What you will do – Go through the data below and retype all of it exactly.

The records –

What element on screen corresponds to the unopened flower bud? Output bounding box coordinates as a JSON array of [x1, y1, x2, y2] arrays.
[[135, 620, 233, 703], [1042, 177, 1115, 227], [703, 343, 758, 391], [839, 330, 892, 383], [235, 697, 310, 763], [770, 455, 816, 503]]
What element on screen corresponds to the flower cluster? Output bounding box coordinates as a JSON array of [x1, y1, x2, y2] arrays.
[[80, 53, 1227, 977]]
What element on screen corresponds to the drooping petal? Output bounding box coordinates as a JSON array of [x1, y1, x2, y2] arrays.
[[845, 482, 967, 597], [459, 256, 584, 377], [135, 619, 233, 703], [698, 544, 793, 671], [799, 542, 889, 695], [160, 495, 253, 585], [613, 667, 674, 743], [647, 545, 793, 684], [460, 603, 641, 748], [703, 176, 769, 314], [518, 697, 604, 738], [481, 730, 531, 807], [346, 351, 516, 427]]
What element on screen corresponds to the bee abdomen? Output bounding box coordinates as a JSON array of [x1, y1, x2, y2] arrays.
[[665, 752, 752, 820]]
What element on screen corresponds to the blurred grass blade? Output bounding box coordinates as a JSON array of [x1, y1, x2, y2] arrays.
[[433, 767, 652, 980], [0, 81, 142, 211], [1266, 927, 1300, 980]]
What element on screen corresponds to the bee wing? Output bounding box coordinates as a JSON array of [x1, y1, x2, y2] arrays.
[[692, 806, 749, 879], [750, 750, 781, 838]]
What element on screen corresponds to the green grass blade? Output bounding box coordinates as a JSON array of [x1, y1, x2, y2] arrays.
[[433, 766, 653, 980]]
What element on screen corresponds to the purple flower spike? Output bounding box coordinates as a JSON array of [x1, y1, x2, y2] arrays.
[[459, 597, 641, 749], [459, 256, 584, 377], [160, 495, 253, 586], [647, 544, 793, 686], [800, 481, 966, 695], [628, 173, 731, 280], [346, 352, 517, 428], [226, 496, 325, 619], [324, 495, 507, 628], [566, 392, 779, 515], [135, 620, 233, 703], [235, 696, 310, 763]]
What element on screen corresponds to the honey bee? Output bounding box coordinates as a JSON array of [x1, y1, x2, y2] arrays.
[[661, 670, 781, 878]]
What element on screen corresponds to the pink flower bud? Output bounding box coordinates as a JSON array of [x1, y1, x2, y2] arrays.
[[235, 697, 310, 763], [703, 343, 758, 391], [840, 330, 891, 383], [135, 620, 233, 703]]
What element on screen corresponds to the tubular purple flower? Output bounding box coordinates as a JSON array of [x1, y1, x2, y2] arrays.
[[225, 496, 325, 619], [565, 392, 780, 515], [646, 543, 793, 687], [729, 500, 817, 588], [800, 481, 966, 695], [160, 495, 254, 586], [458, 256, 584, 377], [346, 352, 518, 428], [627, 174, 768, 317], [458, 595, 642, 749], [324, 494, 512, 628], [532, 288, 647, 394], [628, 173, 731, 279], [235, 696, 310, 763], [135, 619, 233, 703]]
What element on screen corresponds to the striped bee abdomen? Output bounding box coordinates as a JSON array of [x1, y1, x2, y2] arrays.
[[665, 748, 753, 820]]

Reply –
What element on screen corresponds to the unopened flower bud? Output bounding box coordinates as a JSON array of [x1, y1, x2, y2] arrays.
[[135, 620, 233, 703], [1042, 177, 1115, 227], [703, 343, 758, 391], [839, 330, 892, 383], [235, 697, 310, 763], [770, 455, 816, 503]]
What element on screen corresponds to the flower cluster? Output bounding box coordinates as a JSON array of [x1, y1, x2, y2] arrays.
[[80, 53, 1227, 977]]
What element on screen corresponds to the drooping petal? Output bounding box coordinates as a JSON array of [x1, y1, x2, y2] arrays.
[[845, 482, 967, 597], [459, 256, 584, 377], [135, 619, 233, 703], [698, 544, 793, 671], [799, 542, 889, 695], [160, 495, 253, 585], [613, 667, 674, 743], [647, 545, 793, 684], [460, 603, 641, 748], [703, 176, 769, 314], [518, 697, 604, 738], [481, 730, 531, 807], [346, 351, 516, 427]]
What element on screen corresponds to the bee abdomen? Output bounding box coordinates as a JSON array of [x1, y1, x2, y2] arrays.
[[665, 752, 752, 820]]
What element on screen corresponds to the blurred grass blade? Output bounding box coordinates as a JSON array of [x1, y1, x2, y2] arrays.
[[433, 767, 652, 980], [0, 81, 142, 211], [1266, 927, 1300, 980]]
What element on screen corresponds to the bee wing? Output bounding box coordinates as a JSON array of [x1, y1, x2, y2] arrays.
[[692, 806, 749, 879], [750, 750, 781, 838]]
What element on screen corresponds to the green grass blade? Output bounding box coordinates as a JSON array of [x1, y1, x2, y2] arrays.
[[433, 766, 653, 980]]
What element on screen corresponds to the purple flower spike? Output bounding box coordinates as a JSON array of [x1, y1, x2, y2] arrays.
[[459, 597, 641, 749], [459, 256, 584, 377], [160, 495, 253, 586], [647, 544, 793, 686], [800, 481, 966, 695], [628, 173, 731, 280], [346, 352, 517, 428], [226, 496, 325, 619], [324, 495, 507, 628], [566, 392, 779, 515], [135, 620, 233, 703], [235, 696, 310, 763]]
What element on screen corresponds to the honey bee? Output bounding box coordinates as a JSON array of [x1, y1, x2, y2] arrays.
[[661, 670, 781, 878]]
What element on screen corresponds to the pink flower bud? Output bounding box coordinates as a JSON array of [x1, y1, x2, y2] arrays.
[[235, 697, 310, 763], [703, 343, 758, 391], [840, 330, 891, 383], [135, 620, 233, 703]]
What element on screen corresponds to the tubular purple flower? Output bounding box coordinates as a JSON array of [x1, y1, x2, y2] arrays.
[[225, 496, 325, 619], [565, 392, 780, 515], [646, 543, 793, 687], [729, 500, 817, 588], [800, 481, 966, 695], [160, 495, 254, 586], [458, 256, 584, 377], [346, 352, 518, 428], [627, 174, 768, 317], [458, 595, 642, 749], [324, 494, 512, 628], [532, 288, 647, 394], [628, 173, 731, 279], [235, 696, 310, 763], [135, 619, 233, 703]]
What element on screen corresponds to the striped bee abdomen? Output bounding box coordinates as a JSON array of [x1, y1, x2, y2] arrays.
[[665, 748, 753, 820]]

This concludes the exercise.